> _Collected data entries_:
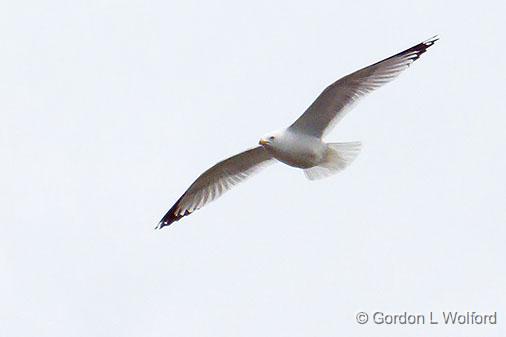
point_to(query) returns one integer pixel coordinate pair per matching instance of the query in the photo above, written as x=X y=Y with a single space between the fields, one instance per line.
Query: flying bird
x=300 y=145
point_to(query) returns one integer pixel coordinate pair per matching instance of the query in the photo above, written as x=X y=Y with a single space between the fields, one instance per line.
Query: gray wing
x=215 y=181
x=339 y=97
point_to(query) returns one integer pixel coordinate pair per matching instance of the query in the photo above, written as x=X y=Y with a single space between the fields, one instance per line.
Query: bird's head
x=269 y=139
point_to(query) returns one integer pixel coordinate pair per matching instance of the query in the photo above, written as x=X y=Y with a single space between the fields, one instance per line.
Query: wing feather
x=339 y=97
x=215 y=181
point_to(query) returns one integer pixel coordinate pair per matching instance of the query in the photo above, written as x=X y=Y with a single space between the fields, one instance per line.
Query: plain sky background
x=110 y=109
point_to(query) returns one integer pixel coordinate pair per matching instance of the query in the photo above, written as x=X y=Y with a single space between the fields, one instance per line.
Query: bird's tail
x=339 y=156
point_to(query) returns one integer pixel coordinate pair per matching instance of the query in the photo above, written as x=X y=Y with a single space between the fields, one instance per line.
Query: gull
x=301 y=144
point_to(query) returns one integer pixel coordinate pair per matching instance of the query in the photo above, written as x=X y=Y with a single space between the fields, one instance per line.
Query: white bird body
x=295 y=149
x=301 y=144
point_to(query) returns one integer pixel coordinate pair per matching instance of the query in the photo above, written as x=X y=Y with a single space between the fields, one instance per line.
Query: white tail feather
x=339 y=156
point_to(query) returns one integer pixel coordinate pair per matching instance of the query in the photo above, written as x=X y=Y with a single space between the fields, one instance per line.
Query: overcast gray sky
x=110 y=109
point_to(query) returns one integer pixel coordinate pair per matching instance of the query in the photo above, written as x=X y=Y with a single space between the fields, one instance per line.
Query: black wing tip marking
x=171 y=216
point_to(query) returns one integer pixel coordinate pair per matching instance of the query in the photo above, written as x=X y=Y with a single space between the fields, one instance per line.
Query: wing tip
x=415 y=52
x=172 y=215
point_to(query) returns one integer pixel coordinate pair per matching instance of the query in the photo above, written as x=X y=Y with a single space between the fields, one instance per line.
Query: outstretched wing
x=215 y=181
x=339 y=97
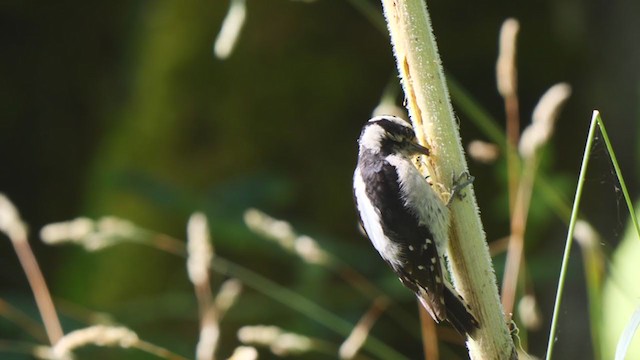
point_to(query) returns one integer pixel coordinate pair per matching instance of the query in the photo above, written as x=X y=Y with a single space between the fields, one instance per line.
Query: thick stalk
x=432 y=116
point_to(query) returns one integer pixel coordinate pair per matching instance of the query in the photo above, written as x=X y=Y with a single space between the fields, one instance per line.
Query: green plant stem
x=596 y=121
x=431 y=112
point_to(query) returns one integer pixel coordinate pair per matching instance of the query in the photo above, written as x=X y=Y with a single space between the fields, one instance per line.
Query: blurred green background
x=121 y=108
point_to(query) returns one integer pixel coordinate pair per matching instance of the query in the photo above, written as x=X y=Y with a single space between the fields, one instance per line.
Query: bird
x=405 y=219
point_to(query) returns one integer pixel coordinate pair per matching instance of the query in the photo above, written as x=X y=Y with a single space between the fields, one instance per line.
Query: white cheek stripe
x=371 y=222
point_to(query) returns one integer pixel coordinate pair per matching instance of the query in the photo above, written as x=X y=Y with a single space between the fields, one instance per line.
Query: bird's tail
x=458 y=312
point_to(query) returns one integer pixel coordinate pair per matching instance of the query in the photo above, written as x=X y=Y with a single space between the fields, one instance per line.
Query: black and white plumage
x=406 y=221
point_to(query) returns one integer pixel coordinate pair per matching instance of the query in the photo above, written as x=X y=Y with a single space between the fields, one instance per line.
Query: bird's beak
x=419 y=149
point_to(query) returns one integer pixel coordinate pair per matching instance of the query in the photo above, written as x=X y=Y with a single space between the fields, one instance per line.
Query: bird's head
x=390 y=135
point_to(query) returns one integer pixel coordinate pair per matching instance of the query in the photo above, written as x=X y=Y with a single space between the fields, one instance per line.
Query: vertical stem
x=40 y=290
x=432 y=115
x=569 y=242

--

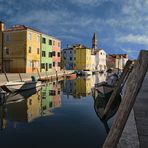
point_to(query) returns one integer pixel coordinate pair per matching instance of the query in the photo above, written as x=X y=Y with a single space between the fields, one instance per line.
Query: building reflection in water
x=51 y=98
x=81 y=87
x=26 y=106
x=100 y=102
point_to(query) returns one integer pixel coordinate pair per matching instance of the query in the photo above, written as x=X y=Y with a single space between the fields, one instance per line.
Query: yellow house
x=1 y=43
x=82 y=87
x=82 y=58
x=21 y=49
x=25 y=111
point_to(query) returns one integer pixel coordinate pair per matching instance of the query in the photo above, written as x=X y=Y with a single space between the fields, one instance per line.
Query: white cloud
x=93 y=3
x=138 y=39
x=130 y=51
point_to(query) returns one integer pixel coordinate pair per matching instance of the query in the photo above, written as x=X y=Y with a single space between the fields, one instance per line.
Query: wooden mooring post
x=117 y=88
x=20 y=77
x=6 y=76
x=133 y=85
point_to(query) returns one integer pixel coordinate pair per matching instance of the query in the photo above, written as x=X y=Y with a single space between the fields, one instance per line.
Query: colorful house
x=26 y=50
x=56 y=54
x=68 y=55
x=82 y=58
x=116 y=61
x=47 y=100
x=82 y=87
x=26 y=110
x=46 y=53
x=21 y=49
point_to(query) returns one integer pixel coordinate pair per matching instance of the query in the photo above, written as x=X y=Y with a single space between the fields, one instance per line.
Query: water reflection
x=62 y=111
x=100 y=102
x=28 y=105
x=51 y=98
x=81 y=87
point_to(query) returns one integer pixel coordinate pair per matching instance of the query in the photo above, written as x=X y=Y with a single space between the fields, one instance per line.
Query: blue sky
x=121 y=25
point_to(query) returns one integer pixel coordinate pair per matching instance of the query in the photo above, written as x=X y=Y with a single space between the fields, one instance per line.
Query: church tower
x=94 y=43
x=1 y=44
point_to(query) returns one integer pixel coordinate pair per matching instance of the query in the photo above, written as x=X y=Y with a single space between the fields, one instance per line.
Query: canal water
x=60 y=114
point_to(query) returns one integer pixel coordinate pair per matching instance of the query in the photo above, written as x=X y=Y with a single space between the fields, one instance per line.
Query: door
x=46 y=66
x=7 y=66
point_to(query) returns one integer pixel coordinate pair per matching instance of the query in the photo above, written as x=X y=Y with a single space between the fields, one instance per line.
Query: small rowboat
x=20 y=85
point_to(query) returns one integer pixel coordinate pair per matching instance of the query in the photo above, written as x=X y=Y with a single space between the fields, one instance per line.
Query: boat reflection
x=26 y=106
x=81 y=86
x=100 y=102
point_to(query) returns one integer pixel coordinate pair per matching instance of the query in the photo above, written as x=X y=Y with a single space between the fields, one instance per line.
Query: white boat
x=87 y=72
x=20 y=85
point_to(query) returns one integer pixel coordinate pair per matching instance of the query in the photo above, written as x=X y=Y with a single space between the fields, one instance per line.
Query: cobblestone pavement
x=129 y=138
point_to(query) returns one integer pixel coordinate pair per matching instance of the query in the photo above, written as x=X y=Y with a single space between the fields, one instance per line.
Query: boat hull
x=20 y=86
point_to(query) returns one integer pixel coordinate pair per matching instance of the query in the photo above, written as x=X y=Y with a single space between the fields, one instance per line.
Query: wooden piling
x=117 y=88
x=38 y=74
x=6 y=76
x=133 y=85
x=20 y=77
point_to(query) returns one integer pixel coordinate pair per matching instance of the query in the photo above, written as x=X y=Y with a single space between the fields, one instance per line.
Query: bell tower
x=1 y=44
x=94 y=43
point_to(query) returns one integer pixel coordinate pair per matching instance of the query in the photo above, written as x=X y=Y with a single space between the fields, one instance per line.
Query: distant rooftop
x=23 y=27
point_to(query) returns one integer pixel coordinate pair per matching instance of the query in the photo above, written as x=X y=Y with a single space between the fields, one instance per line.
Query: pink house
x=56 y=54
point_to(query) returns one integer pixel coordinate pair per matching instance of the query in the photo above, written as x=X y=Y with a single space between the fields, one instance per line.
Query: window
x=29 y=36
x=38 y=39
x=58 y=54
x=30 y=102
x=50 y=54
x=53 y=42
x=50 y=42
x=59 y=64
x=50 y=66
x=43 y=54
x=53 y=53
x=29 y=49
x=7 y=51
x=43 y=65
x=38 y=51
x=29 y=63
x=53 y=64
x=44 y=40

> _WHAT THE EXERCISE ASKS_:
Locate and copy every line above that contains the string "wooden". Case counts.

> _OUTPUT FOR THIS EXERCISE_:
Query: wooden mooring post
Query: wooden piling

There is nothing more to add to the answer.